# 文章の抜粋
----
動き出す、ポストコロナ時代の覇権争い

U.S. Navy photo by Mass Communication Specialist 2nd Class Tiarra Fulgham / Wikimedia Commons

◆米国・日本をけん制する中国・ロシア
 日本や世界のメディアが新型コロナウイルスに吸収されるなか、中国は日常的に行っているように、東シナ海や西太平洋を舞台に米国と日本をけん制するような行動を取り続けている。

 中国人民解放軍の艦艇4隻が3月18日、宮古島の南東約80キロを東へ進み、24日には艦艇1隻が下対馬の南西約150キロを北東へ進んだ。また、今月10日には、人民解放軍の空母を含む6隻が長崎県男女諸島の南西約420キロを南東へ進んだことが確認された。

 こういった人民解放軍の行動は以前から日常的に見られ、決して驚くような話ではないが、トランプ政権は現在、新型コロナウイルスの猛威に対処せざるを得ず、安全保障上の問題に割ける時間が明らかに減っている。そして、新型コロナウイルスからの経済回復が大統領選における最大の争点になりつつあり、争点としての東アジア安全保障の重要性はさらに低下している。再選を狙うトランプ氏がその流れに従って選挙戦を進めることは想像に難くない。

 また、新型コロナウイルスの感染拡大は、中国を抑止するインド太平洋地域の米軍にも及んでいる。米軍の空母での感染が拡大し、現在、空母が事実上不在のなかで情勢が動いているのだ。
----
保存したデータの項目:

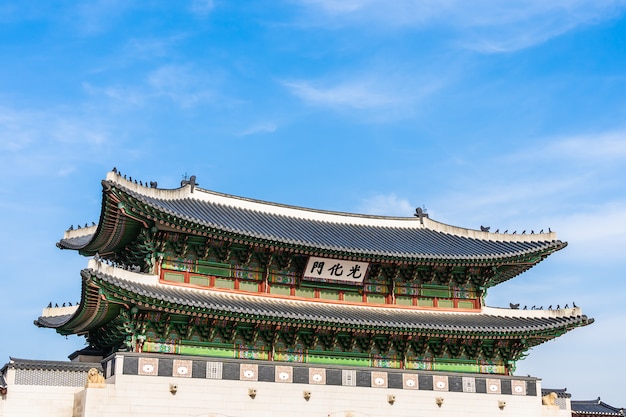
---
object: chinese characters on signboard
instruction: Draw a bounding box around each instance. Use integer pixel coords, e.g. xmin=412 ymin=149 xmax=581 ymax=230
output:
xmin=304 ymin=256 xmax=369 ymax=284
----
# やること
ポストコロナ時代の覇権争いについての文章を、最後の文のあとから続けて書いてください。

# この課題の答え
 そこで中国はまさに、政治的、軍事的にも機能が低下している米軍の隙を突く形で、日米をけん制する行動を取っている。日本の防衛省も警戒を強めている。

 ちなみに、ロシア軍も同様の行動を取っている。ロシア軍の艦艇18隻が3月26日、宗谷岬の北西約95キロを東へ進み、2隻が下対馬の南西約200キロを北進した。さらに今月3日には、艦艇2隻が対馬の北東約130キロを南西に進んだ。ロシアが北方領土の返還に応じない背景に、日米安保の適用範囲が北方領土にまで北上することがあるように、ロシアは常に米軍をけん制する意思がある。

◆日本の安全保障観
 以上のように、新型コロナウイルスは人への感染だけでなく、大国間の軍事覇権争いにも影響を及ぼしている。当然ながら、人々の懸念は国内でどれだけ感染が拡大しているかにあるが、日本は国家して新型コロナウイルスから生じる影響を中長期的、戦略的にもっと考えなければならない。現在そういった議論は皆無であり、国際政治の観点からの議論が必要だ。ポストコロナ時代の覇権争いは、新型コロナウイルスが終息してから動くのではない、いままさに始まっているのだ。